Task objective:
Reproduce every line of the data below word for word, leaving out the pictures.

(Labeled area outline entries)
— start —
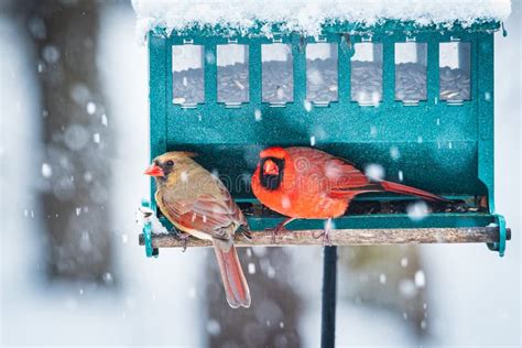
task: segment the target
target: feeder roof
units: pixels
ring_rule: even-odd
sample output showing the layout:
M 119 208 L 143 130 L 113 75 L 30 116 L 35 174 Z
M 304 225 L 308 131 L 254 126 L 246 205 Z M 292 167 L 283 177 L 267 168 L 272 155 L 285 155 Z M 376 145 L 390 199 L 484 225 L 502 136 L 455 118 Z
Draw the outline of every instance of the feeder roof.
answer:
— end —
Final result:
task: segment the target
target: feeder roof
units: pixels
ring_rule: even-odd
sample output showing the layout:
M 119 208 L 143 130 L 113 75 L 30 116 L 35 174 Z
M 304 225 L 308 131 L 254 126 L 246 205 Z M 292 167 L 283 177 L 267 168 L 272 155 L 285 155 Z M 376 145 L 390 199 L 484 225 L 502 136 L 455 118 Z
Draw the outline of every instance of the feeder roof.
answer:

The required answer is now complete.